PASSAGE SHOWN below:

Jazz Guitarist Monnette Sudler Dies at 70
Celebrated Philadelphia jazz guitarist Monnette Sudler has died. Her son, Erik Honesty, confirmed the news to Philadelphia’s WRTI, saying the cause of death was cancer. Sudler was 70 years old.
Sudler was known for her open, free-flowing guitar style, in addition to her skills as both a backing musician and a bandleader. Born in 1952, she grew up and spent her life in Philadelphia, picking up music as a teenager. Though she was resistant to the piano, she began learning how to play the acoustic guitar at age 15, with her aunt teaching her material that the mid-1960s folk revival had popularized. Sudler’s early guitar education also included Brazillian bossa nova, with Sudler turning her attention toward jazz later in her teens.

End of PASSAGE SHOWN.
DATASET below:

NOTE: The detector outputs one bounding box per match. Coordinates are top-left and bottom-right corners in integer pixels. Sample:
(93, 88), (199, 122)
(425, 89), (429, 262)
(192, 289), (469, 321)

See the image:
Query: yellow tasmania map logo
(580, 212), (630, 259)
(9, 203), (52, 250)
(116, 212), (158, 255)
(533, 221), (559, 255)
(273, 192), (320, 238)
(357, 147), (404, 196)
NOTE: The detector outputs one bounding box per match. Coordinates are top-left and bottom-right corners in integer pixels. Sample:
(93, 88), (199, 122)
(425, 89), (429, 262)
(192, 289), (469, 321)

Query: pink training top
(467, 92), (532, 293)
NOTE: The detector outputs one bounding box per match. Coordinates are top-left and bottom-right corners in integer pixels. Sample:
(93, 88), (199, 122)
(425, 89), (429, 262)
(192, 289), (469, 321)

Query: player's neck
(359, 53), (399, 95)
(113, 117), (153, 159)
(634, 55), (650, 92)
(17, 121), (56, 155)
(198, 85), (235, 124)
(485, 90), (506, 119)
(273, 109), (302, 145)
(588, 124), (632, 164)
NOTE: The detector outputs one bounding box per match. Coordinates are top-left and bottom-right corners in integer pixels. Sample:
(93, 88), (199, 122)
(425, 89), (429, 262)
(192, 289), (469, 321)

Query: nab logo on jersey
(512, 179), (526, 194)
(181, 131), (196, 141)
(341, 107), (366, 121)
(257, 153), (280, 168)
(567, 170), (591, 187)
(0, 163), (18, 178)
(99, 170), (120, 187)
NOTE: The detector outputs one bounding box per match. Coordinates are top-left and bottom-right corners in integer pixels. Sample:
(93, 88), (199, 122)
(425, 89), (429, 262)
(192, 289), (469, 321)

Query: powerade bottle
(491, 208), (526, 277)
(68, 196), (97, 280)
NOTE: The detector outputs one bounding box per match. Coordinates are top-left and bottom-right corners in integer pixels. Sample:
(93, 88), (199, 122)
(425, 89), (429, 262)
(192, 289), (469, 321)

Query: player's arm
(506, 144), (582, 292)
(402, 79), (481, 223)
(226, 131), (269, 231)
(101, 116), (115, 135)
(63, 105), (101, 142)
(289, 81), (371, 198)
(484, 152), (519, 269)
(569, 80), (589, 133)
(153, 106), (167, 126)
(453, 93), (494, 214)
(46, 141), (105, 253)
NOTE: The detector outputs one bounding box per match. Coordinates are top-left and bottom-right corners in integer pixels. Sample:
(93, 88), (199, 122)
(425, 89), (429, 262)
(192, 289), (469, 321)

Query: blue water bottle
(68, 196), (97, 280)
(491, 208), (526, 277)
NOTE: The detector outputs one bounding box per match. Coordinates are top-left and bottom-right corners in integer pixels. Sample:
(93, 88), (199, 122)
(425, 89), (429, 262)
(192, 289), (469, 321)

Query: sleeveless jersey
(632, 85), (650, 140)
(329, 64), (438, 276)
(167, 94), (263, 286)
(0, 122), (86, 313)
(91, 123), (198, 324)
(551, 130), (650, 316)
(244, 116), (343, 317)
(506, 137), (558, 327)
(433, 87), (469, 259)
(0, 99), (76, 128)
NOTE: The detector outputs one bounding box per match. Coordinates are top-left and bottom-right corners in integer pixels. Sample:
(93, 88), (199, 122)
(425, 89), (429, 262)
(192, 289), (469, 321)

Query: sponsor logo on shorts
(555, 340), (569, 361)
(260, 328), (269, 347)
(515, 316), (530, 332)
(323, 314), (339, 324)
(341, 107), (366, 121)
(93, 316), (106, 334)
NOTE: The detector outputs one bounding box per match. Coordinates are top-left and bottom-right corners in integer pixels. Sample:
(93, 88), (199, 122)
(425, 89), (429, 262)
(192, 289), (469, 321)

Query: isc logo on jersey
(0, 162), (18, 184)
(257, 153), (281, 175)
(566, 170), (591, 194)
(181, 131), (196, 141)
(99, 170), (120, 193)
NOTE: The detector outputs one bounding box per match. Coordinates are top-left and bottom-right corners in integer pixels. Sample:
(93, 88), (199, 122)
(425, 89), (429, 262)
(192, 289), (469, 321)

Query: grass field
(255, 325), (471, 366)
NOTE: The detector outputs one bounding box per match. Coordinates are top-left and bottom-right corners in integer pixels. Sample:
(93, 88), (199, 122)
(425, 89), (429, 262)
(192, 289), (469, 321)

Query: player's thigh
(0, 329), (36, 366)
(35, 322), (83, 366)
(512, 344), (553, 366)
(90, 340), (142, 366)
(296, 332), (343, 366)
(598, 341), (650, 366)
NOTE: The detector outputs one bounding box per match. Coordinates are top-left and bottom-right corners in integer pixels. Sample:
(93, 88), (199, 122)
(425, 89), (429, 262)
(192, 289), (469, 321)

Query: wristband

End of DATASET.

## TASK SET
[1] Transcribe part of the Monnette Sudler article, beginning at the words "Jazz Guitarist Monnette Sudler Dies" and stopping after the words "70 years old.".
[2] According to the Monnette Sudler article, at what age did Sudler begin learning the acoustic guitar?
[3] Take the Monnette Sudler article further, continuing from its final sentence.
The lines have nothing to do with the Monnette Sudler article.

## RESPONSES
[1]
Jazz Guitarist Monnette Sudler Dies at 70
Celebrated Philadelphia jazz guitarist Monnette Sudler has died. Her son, Erik Honesty, confirmed the news to Philadelphia’s WRTI, saying the cause of death was cancer. Sudler was 70 years old.

[2] At age 15.

[3]
In the early 1970s, Sudler began playing music with vibraphonist Khan Jamal, a collaboration that became the funky free jazz ensemble Sounds of Liberation as other musicians joined their jams. Sudler issued her first album as a bandleader, Time for a Change, in 1977, following it with Brighter Days for You the next year. After earning her undergraduate degree, she returned to Philadelphia to earn a master’s degree from Temple University.
Outside her own material, Sudler was a busy collaborator, performing with Hugh Masekela, Archie Shepp, and more. Sudler continued to record, perform, and teach throughout the rest of her life, releasing several more records and founding the Philadelphia Guitar Summit. In 2013, Sudler underwent a double lung transplant after being diagnosed with pulmonary fibrosis. Her final album was 2021’s Stay Strong.